• [Records supplied]
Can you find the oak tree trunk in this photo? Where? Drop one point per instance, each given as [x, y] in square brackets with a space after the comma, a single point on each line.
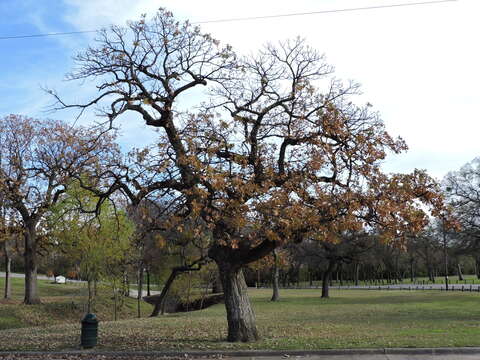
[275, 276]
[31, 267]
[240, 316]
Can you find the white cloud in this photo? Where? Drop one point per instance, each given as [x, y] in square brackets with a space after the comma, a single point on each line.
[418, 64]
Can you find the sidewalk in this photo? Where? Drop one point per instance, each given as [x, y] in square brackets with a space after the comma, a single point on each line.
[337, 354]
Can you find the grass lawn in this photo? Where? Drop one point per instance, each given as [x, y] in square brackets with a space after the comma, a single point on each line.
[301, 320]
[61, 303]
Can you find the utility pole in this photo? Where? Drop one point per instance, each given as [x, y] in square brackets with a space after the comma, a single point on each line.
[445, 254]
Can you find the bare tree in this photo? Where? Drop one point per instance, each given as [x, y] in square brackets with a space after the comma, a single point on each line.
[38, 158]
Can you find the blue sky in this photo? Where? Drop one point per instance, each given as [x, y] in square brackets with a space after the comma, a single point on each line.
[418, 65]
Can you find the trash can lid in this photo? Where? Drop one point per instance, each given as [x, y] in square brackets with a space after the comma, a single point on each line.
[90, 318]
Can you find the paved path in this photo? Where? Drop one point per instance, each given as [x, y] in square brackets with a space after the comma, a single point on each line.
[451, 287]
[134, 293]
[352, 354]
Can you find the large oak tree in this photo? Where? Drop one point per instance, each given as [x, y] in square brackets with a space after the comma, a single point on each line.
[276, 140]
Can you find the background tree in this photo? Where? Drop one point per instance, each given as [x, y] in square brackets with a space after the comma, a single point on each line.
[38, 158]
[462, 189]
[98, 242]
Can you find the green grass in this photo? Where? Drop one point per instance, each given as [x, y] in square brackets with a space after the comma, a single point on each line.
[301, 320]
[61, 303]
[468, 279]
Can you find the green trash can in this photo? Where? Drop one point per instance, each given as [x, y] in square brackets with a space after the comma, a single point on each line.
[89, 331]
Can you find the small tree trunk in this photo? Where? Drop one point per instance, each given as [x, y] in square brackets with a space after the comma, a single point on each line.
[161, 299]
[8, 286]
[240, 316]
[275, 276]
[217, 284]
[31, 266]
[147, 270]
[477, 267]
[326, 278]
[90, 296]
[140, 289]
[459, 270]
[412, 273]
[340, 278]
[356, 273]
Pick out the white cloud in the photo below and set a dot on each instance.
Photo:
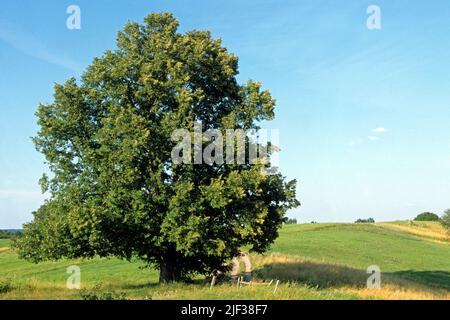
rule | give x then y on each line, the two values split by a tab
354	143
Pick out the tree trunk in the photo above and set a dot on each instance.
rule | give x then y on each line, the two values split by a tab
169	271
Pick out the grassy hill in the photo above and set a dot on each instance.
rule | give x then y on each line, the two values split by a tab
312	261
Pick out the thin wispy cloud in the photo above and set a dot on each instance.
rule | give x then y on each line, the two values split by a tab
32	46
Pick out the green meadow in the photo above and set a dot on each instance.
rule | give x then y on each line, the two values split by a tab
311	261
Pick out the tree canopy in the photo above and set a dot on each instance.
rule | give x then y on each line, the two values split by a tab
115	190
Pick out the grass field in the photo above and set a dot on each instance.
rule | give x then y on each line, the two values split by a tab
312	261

...

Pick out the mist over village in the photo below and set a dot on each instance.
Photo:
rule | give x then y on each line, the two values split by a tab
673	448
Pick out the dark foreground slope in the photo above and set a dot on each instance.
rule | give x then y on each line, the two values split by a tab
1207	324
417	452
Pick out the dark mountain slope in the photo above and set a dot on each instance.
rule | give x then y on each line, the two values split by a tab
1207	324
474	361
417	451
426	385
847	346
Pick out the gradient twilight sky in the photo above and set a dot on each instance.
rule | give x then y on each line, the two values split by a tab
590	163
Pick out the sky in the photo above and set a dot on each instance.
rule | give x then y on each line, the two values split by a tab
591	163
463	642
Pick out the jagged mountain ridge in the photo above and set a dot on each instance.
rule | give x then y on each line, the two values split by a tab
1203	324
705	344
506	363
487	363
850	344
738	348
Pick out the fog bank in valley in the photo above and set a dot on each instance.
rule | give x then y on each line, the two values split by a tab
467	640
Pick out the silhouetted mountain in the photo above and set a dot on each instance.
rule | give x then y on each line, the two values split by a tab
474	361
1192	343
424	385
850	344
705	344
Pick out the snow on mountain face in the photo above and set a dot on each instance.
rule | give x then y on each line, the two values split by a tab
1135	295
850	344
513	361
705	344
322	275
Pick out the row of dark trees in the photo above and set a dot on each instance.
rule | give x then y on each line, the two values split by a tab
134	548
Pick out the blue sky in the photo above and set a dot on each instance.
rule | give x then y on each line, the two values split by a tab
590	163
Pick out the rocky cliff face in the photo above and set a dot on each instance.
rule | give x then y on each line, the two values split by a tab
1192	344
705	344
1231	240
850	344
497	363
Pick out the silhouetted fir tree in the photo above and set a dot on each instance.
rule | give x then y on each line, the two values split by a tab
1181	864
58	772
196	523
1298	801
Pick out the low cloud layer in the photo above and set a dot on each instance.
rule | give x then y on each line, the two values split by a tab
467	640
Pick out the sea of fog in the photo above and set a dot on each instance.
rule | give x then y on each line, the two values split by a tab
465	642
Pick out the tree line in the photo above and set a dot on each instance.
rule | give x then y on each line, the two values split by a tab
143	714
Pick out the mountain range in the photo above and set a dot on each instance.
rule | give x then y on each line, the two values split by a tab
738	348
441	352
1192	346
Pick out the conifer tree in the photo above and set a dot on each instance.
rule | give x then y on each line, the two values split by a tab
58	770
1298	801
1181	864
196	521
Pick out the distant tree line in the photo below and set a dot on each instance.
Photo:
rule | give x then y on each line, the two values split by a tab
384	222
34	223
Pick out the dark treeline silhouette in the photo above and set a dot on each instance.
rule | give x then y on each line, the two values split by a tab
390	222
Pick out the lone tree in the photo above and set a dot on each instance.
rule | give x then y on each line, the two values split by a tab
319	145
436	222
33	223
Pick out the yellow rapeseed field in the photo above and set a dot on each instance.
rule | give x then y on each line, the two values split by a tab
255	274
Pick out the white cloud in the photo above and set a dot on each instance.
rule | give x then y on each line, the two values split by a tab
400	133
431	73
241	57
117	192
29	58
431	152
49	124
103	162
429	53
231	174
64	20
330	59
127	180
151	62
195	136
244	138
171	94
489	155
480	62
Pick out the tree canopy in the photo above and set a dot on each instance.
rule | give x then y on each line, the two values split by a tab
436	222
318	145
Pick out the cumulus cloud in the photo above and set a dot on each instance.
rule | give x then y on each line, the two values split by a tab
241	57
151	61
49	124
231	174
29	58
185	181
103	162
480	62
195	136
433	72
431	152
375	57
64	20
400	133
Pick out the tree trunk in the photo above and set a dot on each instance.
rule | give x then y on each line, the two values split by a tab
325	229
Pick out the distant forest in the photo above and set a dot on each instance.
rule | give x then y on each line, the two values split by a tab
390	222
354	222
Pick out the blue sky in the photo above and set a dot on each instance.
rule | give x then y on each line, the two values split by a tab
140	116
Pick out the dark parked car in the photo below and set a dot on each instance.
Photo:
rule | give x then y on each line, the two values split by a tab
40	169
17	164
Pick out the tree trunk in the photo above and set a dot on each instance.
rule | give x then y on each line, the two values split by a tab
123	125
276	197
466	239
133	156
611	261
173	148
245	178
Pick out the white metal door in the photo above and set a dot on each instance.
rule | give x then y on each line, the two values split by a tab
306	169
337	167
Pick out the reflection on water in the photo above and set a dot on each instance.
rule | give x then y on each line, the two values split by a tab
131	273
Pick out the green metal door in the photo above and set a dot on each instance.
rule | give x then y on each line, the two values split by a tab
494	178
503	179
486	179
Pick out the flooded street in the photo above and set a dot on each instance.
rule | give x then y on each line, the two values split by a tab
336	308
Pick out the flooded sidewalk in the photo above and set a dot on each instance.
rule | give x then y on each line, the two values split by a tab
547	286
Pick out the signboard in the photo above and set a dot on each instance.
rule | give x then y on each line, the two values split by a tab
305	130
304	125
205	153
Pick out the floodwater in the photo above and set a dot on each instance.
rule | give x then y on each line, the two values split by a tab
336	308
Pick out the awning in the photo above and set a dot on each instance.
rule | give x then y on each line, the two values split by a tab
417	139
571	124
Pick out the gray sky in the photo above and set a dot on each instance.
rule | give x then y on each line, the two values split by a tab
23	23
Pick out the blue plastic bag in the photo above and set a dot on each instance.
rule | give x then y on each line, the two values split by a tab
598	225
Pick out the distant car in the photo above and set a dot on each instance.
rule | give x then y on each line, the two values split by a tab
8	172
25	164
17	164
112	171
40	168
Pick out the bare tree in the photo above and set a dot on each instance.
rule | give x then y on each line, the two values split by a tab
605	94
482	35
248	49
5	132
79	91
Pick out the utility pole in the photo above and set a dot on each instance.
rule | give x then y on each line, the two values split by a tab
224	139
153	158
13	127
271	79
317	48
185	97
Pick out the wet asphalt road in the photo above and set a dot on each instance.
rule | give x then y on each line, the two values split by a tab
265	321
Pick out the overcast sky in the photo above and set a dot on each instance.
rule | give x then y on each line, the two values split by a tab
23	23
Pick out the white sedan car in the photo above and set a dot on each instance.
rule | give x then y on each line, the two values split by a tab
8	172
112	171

• [Work to be completed] Some lines contain the word "face". Pull each one out of the listing.

• [Answer box]
Pick out the snow on mountain face in the photo above and set a dot on each instance.
Pick out the rocky cliff face in the photo above and set a dot on each instance.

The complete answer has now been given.